Assignment
Give back exactly the line containing "Point to one spot on every instance of the light" together with all the lines after it, ending at the final line below.

Provided entries
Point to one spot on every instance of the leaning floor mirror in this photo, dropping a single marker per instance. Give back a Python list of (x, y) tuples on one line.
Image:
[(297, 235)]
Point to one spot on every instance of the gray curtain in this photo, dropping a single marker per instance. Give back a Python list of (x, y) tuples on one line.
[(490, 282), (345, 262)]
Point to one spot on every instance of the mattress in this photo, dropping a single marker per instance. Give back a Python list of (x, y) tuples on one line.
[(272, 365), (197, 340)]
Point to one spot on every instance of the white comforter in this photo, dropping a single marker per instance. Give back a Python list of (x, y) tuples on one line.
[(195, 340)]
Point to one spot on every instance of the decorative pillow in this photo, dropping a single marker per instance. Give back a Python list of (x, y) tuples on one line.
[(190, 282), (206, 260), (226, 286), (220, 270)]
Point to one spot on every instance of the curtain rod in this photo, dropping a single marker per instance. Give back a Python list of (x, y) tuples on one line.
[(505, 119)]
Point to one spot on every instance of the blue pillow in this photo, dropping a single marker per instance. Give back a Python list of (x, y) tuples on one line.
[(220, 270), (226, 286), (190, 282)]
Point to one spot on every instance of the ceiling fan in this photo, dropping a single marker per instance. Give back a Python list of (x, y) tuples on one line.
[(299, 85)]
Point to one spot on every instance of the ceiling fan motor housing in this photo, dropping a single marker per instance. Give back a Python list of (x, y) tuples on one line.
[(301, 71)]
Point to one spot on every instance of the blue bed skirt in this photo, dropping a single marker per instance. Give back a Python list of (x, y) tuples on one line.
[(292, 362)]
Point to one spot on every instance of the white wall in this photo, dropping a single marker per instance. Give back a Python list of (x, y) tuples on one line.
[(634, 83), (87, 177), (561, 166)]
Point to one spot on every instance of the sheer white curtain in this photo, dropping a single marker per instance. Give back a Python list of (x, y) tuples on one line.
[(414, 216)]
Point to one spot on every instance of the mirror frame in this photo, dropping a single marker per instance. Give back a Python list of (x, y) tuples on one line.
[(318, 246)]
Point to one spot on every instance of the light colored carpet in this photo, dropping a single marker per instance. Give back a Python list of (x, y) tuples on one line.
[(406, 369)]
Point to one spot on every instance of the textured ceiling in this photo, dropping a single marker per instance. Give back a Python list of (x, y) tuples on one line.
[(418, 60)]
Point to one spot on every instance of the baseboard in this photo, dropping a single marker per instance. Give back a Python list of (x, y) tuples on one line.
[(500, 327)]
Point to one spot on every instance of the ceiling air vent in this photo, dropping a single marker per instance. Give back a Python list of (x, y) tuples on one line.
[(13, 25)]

Result for this exercise
Point to one spot on every instance of the light colored carpet in this photo, dropping a single marker per instance. Give back a Python list of (x, y) tuples on one line.
[(406, 369)]
Point to one spot on every instance of the textured ceiling in this photo, dropping a single marker per instance. Give back a Python list of (x, y) tuples on one line.
[(418, 60)]
Point to one spot on every instance of the baseboard in this photo, dropping a single marker per instance. Give back a Python list of (x, y) tuples on one line.
[(500, 327)]
Point to one spot on every instance of the ceiling air vent in this photo, dropping a single marker per instance. Give back a Python list of (x, y) tuples on one line.
[(13, 25)]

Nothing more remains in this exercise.